=== Extrait à lire ===
Publié le : 29 mai 2012
Source : l-arene-nue.blogspot.fr
Faut-il virer Eric Zemmour : voici l’interrogation qui agite le Landerneau webo-médiatique depuis trois jours. Prendre position pour ou contre Zemmour / pour ou contre RTL, telle est la question à laquelle nous sommes tous sommés de répondre, parce qu’il n’y a aucune raison qu’on puisse s’épargner d’avoir à de choisir son camp même en temps de paix : non mais !
Il y a donc ceux qui se désolent du potentiel licenciement de Zemmour, et ceux qui saluent la putative décision de RTL. A bien y réfléchir, la question est-elle vraiment de savoir qui est « gentil » et qui est « méchant » ? Ne peut-on s’accorder sur une réponse de cet acabit : « virer Zemmour, avant, pourquoi pas, maintenant sûrement pas » ?
Virer Zemmour, avant, donc, pourquoi pas ? Même si ce n’est pas très charitable, rappelons qu’RTL est une entreprise privée. Par ailleurs, la radio aurait eu des raisons, même si ce ne sont pas forcément celles que l’ont croit au premier abord.
=== Relevé ===
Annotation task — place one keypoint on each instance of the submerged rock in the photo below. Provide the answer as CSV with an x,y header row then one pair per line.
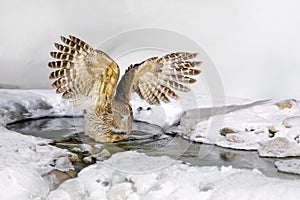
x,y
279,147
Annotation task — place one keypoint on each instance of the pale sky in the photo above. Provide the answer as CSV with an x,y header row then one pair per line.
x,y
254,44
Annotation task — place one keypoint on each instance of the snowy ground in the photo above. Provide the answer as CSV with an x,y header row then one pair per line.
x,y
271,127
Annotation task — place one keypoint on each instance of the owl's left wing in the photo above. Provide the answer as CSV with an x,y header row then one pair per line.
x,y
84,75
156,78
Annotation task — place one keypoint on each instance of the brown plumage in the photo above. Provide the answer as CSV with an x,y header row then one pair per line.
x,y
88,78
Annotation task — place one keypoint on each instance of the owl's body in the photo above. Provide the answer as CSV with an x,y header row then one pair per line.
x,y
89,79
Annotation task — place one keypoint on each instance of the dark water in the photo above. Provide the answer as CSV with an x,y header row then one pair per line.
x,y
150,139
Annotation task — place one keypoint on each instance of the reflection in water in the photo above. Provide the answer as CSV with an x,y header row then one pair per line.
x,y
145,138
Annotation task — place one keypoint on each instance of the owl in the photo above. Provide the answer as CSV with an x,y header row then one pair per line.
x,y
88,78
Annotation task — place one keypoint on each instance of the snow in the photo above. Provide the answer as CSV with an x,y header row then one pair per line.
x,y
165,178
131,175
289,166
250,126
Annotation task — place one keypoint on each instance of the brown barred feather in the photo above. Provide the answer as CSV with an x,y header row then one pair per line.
===
== Exercices ==
(a) Relevez chacun des passages placés entre guillemets dans l'article sur Eric Zemmour et RTL.
(b) Disposez en liste numérotée le passage des entrées allant de la ligne qui contient « the snow in » jusqu'à la fin des entrées, en omettant les lignes vides.

== Réponses ==
(a)
- « gentil »
- « méchant »
- « virer Zemmour, avant, pourquoi pas, maintenant sûrement pas »

(b)
1. Annotation task — place one keypoint on each instance of the snow in the photo above. Provide the answer as CSV with an x,y header row then one pair per line.
2. x,y
3. 165,178
4. 131,175
5. 289,166
6. 250,126
7. Annotation task — place one keypoint on each instance of the brown barred feather in the photo above. Provide the answer as CSV with an x,y header row then one pair per line.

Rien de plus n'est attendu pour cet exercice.